RAW RECORDS —
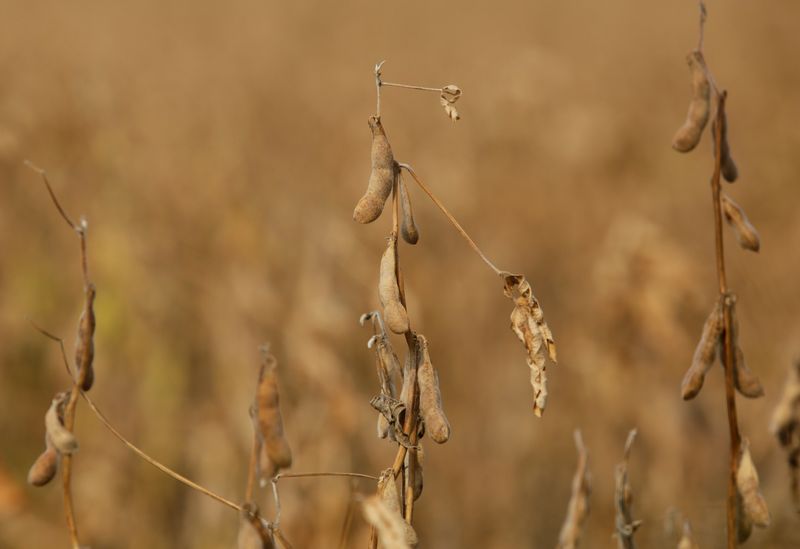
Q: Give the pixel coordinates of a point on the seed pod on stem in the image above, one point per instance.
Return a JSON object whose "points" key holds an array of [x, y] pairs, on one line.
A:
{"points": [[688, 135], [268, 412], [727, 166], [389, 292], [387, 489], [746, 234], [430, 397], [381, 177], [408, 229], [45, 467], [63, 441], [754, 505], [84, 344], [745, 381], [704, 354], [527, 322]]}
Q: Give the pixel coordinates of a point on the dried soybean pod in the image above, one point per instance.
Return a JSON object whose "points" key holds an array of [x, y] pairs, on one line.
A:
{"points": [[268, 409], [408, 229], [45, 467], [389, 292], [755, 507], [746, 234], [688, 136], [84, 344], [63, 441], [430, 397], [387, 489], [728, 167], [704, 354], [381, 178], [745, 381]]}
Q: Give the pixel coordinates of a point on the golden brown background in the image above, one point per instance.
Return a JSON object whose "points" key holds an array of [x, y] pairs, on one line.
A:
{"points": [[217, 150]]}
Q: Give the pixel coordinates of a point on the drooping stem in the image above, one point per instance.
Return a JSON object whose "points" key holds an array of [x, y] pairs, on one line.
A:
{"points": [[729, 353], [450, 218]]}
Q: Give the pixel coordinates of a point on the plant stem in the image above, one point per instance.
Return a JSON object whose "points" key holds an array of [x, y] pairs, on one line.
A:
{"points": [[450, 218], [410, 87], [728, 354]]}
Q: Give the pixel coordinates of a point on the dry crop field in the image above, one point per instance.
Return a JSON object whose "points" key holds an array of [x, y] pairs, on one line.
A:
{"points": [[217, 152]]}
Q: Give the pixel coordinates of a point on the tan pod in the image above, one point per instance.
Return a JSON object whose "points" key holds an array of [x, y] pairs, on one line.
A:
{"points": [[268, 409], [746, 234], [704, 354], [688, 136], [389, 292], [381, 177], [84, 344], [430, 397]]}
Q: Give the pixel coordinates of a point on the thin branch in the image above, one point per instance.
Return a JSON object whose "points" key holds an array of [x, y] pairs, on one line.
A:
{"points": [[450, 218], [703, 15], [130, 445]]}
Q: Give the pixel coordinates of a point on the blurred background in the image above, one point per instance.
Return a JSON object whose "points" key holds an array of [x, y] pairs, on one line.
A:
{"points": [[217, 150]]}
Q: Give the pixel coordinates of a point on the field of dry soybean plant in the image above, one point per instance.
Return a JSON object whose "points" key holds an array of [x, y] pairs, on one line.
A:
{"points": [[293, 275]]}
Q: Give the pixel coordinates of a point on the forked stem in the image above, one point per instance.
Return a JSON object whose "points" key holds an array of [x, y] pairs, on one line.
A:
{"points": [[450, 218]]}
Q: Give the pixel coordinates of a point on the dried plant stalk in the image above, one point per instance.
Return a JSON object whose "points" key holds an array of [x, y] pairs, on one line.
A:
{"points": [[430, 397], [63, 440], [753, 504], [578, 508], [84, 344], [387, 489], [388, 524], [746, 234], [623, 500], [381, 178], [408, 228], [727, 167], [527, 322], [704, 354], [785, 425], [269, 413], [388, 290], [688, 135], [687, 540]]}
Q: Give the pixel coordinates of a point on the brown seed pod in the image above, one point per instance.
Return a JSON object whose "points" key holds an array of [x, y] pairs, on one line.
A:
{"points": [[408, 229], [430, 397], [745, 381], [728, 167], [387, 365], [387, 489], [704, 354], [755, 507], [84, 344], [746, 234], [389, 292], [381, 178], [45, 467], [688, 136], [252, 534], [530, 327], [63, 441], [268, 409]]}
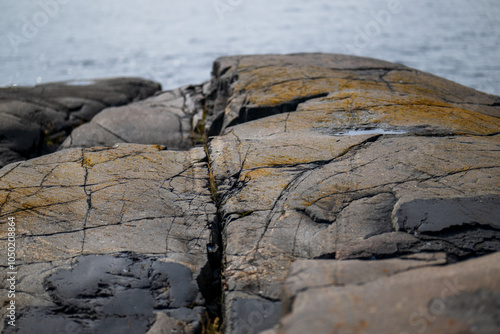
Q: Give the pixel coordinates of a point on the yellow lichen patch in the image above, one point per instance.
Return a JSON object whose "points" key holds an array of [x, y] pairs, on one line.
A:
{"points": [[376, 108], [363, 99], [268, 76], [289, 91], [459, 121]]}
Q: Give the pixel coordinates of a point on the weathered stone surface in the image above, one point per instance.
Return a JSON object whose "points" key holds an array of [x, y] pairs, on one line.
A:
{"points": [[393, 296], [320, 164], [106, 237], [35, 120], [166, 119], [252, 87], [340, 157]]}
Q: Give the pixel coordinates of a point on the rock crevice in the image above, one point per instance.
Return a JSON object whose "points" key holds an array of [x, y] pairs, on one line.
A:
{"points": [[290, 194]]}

DIRECTION — Images must not appear in the copy; reproduce everything else in the records verbatim.

COMPLETE ANSWER —
Q: Give the pixel coordinates of a point on the seed pod on stem in the image above, one point per instance.
Return a JSON object whose "points" key holds an array of [x, y] pairs, on one line.
A:
{"points": [[688, 135], [268, 412], [727, 166], [389, 292], [387, 489], [746, 234], [430, 397], [381, 177], [408, 229], [45, 467], [63, 441], [754, 505], [84, 344], [745, 381], [704, 354], [527, 322]]}
Q: Give the pixel coordinates of a point on the dried soybean pod in the image above, one point per instance.
Return a JSON object whose "points" key holds an array of [x, y] pairs, on one line.
A:
{"points": [[268, 409], [408, 229], [45, 467], [389, 292], [755, 507], [746, 234], [688, 136], [84, 344], [63, 441], [430, 397], [387, 489], [728, 167], [704, 354], [381, 178], [745, 381]]}
Q: Give the pixel coordinates of a point on the golden brown background in the image above, one point per instance.
Return a JSON object whose "points" key holds an array of [x, y] pairs, on one line.
A:
{"points": [[217, 150]]}
Q: Give the pixel coordinates of a point on the drooping stem in the image above, one point per instance.
Return a JSON object whose "points" key holds an array of [x, y] pairs, on one line.
A:
{"points": [[729, 353], [450, 218]]}
Q: Give the pixel coordinates of a point on the plant stem in the image above, one point per instance.
Return a JSON object whose "points" key holds an array of [x, y] pairs, on one line.
A:
{"points": [[450, 218], [410, 87], [728, 354]]}
Q: Give the pixel coordinates of a point on the dry crop field in the image above, one point per instance.
Return a JSON object whose "points" key holds an array of [x, y] pairs, on one line.
A:
{"points": [[217, 152]]}
Q: Give the pixel coordinates of a point on the tan pod in the image above, one point per instance.
Return a JSON object whose "points" key holds an array of [x, y] pairs, on one line.
A:
{"points": [[268, 409], [746, 234], [704, 354], [688, 136], [389, 292], [381, 177], [84, 344], [430, 397]]}
Q: Give the pixel coordinates of a point on the thin branch in the image above, one point per instance.
Return a JSON object whose "points" key holds an array of [x, y] pairs, on one line.
A:
{"points": [[450, 218], [703, 15], [130, 445]]}
Q: Give the pixel coordinates of a point on the blurred background in the image above, one point per instance.
Return a JSON object whose "points" key holds an array of [x, y] pairs, on one line.
A:
{"points": [[217, 150]]}
Q: Give the pixel coordinates of a point on the field of dry soybean plant in the image above, one point per instance.
Return a JSON object whose "points" key holds an array of [x, y] pairs, on one line.
A:
{"points": [[293, 275]]}
Q: Give the pixel coordinates of a point on the forked stem in the image above, one point per instance.
Return a JSON object whose "points" key holds an array of [x, y] pairs, on one line.
A:
{"points": [[450, 218]]}
Q: Give the pixel coordinates of a point on the dried plant stalk in the image above, one point per instance.
Return a JSON object whose "points" key holds an array of [x, y] pairs, on one line.
A:
{"points": [[430, 397], [63, 440], [753, 504], [578, 508], [84, 344], [387, 489], [388, 524], [746, 234], [623, 500], [381, 178], [408, 228], [727, 167], [527, 322], [704, 354], [785, 425], [269, 413], [388, 290], [688, 135], [687, 540]]}
Q: Give the pixel coordinates of a point on the brown seed pod in the image above, one point per instance.
Return a JSON object whose "points" key holds an array of [x, y] pairs, on one line.
A:
{"points": [[408, 229], [430, 397], [745, 381], [728, 167], [387, 365], [387, 489], [704, 354], [755, 507], [84, 344], [746, 234], [389, 292], [381, 178], [45, 467], [688, 136], [252, 534], [530, 327], [63, 441], [268, 409]]}
Q: Give the pixel coordinates of a point on the yellow lichen patch in the image above, one point per instance.
Return a JSON object whose "points" key holds an array of [x, y] pairs, on one line.
A:
{"points": [[376, 108], [363, 99], [268, 76], [289, 91], [459, 121]]}
Q: Give the pixel coordinates of a point on the weathered stone surface in the image above, one point per instance.
Return a JSON object whose "points" key holds an array of [x, y] pairs, on one line.
A:
{"points": [[393, 296], [320, 164], [106, 237], [35, 120], [166, 119], [252, 87], [340, 157]]}
Q: Give the pixel coordinates of a point on the rock crevice in the image above, one point per instance.
Return a JSON object whose "points" key holds an array of [x, y] pairs, on one line.
A:
{"points": [[290, 194]]}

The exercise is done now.